== Quoted passage
I'm seeing demolition go into some parts, and I'm like, ‘No. I'm giving you the plan. You asked me to give it to you, city. Don't do demolition over here. We need you to put the resources here and stabilize what we have.' So you start to then align strategy and resources. Here's the strategy; this is the stable part of Brightmoor, and we're going to enhance that. This is the destabilized part, we're not going to invest our resources there.

Haven't past officials barricaded off an area or two of the city before? And haven't some of these places become magnets for litter, dumping and crime?

DLY: Yeah, I don't think that's effective. You can't do it in the context of one neighborhood. Even me, although the city asked us to do it, it was hard to do a plan for Brightmoor without a context of the rest of the city. Because you can't make real strategic recommendations. Like maybe the North End is re-populated with residents from Brightmoor. But I couldn't do that because my task is to figure out a plan for Brightmoor. So we have to have a master plan that takes all of this into consideration. Otherwise, we end up doing stuff piecemeal and it becomes not an agreement of strategy.

This is going to require a huge education and advocacy piece, because people are wedded to where they grew up, where they are living.

What do you think about eminent domain as a tool?

DLY: I've been on the side that's used it. I worked in government for a while. And it's certainly very emotional. But sometimes, I think it's an effective tool to move a city forward. And from a utilitarian standpoint, sometimes it is about the greatest good for the greatest number, and those are the tough decisions that leadership has to make. And I think that until you have leadership that's willing to make those tough decisions, we're going to continue to flounder. It's tough. And it's often not career-building for mayors to take that on.

The first peole who've done this were Eastern bloc countries when the walls came down. The notion of downsizing really was a European notion. So they are the leaders. America has been slow to adopt that philosophy because, again, we plan for growth. We always think more people are coming so this notion of planning to right-size your city has not been embraced until recently.

Have you identified neighborhoods whose size needs to be reduced? If so, what are they?

DLY: (Chuckles) I won't go on the record on that one.

But wait, you said we need leadership that's willing to make those hard choices.

DLY: The only reason I say that is because (Detroit mayor Dave Bing) has his staff working on (land management issues), and I don't want to get out ahead of him. But I'll be ready soon.
====
== Extracted records
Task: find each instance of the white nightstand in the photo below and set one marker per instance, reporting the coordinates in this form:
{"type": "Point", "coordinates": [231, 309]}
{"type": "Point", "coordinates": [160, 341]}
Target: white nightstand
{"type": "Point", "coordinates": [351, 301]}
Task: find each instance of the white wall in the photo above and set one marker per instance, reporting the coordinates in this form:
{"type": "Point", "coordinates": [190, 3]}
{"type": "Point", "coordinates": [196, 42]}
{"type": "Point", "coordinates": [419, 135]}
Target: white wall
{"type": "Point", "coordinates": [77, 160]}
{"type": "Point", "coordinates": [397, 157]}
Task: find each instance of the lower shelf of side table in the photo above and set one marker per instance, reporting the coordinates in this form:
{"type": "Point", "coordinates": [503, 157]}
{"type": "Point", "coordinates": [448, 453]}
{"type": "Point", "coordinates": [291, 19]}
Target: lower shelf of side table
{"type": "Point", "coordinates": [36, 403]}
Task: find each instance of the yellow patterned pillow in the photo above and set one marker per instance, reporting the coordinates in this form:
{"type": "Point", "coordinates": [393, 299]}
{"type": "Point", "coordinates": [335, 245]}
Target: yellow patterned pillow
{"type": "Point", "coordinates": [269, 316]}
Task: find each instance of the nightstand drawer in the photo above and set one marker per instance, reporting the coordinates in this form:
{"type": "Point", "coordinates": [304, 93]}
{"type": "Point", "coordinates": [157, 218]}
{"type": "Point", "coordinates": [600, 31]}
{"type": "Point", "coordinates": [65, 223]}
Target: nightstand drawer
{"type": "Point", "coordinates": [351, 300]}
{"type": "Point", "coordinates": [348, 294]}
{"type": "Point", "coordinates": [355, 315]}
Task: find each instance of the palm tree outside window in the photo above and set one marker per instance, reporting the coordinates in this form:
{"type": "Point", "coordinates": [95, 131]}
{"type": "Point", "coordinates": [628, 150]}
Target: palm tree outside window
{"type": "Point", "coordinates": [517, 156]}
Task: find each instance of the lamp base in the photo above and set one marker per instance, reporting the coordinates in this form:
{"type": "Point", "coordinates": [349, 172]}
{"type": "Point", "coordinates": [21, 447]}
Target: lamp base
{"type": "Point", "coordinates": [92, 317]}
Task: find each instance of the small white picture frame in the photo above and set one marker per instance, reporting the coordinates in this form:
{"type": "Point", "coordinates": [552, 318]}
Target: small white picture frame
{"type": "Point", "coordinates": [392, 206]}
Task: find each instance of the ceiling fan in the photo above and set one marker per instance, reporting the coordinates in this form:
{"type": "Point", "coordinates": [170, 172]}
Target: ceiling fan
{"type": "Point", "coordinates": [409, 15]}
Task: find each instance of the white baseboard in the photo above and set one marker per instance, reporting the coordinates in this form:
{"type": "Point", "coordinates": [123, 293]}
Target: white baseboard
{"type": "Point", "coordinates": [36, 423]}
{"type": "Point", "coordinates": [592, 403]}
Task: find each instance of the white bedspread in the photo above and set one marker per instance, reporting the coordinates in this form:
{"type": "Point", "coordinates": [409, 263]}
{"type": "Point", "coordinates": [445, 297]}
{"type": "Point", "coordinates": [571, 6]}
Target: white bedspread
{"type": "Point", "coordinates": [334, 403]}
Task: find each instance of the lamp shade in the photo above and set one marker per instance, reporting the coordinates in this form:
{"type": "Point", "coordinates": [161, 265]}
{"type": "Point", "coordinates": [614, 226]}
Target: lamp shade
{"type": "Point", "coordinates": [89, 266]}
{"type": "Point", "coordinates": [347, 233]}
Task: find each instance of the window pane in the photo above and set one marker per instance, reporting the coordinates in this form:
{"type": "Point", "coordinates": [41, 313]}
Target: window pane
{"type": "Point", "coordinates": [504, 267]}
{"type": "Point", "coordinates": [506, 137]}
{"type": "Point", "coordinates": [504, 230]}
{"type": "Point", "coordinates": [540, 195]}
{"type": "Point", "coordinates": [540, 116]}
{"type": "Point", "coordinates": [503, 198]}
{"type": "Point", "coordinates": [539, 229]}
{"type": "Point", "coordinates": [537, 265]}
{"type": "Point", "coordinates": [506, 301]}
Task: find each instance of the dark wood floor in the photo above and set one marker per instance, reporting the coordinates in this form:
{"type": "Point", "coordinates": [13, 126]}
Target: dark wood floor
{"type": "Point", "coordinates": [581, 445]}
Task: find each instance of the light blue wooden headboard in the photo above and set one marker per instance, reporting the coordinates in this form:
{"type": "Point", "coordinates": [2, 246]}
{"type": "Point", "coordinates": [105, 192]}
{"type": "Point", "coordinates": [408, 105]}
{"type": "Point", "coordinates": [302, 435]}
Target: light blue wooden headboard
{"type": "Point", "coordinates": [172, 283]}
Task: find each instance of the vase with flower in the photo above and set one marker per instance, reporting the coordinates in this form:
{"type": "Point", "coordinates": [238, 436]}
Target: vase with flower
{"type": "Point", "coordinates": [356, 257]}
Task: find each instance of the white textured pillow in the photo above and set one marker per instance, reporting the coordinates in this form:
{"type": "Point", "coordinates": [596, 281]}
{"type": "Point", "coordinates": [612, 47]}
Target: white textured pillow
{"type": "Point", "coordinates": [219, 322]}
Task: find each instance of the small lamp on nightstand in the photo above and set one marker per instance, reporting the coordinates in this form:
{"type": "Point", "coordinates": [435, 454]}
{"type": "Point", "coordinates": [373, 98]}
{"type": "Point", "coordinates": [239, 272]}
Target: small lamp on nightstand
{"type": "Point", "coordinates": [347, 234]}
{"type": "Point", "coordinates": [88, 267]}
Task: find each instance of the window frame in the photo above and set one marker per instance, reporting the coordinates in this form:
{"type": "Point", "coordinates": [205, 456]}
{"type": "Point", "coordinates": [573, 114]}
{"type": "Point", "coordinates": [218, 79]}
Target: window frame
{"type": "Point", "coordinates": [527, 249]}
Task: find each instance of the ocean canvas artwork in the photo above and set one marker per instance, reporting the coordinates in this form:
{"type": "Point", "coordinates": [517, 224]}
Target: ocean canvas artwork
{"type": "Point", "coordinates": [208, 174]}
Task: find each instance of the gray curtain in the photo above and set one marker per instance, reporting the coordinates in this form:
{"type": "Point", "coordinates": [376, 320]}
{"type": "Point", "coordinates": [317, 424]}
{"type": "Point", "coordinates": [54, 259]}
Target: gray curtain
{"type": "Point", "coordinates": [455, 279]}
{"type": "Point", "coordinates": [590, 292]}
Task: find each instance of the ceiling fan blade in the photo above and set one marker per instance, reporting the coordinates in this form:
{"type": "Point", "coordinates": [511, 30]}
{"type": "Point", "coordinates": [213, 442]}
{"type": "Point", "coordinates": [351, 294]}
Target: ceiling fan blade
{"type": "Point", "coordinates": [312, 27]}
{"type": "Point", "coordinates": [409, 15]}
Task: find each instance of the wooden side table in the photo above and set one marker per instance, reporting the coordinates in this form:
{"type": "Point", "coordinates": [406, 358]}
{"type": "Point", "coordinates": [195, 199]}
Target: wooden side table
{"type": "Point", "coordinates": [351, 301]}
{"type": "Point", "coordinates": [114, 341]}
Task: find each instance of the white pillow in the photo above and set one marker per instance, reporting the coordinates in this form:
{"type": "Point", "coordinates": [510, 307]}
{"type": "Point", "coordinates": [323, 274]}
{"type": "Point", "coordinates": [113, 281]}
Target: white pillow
====
== Extracted records
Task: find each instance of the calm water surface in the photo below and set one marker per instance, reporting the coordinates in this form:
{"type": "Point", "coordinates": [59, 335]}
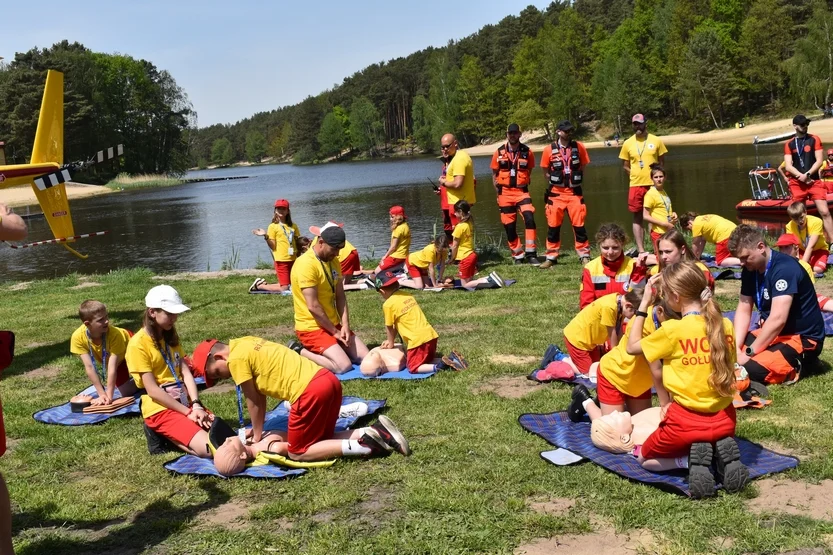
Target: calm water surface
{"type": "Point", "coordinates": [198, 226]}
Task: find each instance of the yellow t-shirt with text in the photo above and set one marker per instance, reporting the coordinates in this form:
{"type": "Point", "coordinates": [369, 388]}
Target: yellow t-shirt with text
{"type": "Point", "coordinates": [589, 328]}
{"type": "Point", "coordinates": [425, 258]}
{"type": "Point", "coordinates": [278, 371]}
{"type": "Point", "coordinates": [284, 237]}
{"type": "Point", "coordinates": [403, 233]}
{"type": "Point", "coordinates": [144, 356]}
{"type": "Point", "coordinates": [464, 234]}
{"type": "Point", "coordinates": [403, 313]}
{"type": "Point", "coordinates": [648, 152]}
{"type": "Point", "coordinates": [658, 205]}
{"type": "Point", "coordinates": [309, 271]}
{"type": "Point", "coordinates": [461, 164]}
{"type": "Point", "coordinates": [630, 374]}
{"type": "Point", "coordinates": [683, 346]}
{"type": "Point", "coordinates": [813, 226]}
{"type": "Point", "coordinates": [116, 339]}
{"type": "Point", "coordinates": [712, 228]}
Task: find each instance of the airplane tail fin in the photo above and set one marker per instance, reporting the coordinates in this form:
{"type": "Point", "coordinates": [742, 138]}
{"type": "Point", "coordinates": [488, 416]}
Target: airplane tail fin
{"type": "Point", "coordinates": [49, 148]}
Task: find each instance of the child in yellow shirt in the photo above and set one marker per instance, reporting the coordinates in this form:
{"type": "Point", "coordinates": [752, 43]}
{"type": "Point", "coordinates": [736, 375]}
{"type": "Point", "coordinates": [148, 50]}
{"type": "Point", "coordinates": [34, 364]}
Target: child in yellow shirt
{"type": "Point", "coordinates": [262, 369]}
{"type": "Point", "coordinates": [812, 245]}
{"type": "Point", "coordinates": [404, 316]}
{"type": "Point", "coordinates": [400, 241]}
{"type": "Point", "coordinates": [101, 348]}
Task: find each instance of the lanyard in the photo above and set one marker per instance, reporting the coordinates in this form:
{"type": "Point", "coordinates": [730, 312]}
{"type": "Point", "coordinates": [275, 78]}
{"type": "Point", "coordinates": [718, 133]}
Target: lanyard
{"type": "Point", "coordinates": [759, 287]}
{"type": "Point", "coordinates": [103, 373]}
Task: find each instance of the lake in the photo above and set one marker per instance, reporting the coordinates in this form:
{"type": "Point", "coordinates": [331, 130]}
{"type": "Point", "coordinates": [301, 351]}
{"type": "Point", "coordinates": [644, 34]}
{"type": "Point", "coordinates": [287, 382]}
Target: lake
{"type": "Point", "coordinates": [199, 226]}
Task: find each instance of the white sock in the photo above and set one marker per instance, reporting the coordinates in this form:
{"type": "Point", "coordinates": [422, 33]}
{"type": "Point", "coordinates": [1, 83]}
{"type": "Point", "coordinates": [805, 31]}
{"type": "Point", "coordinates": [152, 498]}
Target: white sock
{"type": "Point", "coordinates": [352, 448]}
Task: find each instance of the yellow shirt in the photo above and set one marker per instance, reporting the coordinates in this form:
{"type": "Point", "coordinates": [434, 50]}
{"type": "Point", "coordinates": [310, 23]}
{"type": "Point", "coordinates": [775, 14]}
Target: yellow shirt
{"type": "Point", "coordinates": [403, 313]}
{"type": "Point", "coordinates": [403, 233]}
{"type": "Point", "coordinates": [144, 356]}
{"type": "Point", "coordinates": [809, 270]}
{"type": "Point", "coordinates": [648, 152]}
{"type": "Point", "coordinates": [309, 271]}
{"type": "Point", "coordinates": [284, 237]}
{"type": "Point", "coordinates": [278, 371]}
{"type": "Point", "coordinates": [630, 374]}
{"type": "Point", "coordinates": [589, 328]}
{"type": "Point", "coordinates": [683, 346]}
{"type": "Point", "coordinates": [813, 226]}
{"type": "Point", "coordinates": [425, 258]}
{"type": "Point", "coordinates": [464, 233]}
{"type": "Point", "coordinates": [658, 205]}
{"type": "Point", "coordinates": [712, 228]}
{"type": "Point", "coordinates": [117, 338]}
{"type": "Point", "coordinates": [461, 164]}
====
Repeat the part of the interview that begins at the words "What do you" and stops after "take that on.", keeping every word the same. Draw only on the interview.

▸ **Exercise result**:
What do you think about eminent domain as a tool?

DLY: I've been on the side that's used it. I worked in government for a while. And it's certainly very emotional. But sometimes, I think it's an effective tool to move a city forward. And from a utilitarian standpoint, sometimes it is about the greatest good for the greatest number, and those are the tough decisions that leadership has to make. And I think that until you have leadership that's willing to make those tough decisions, we're going to continue to flounder. It's tough. And it's often not career-building for mayors to take that on.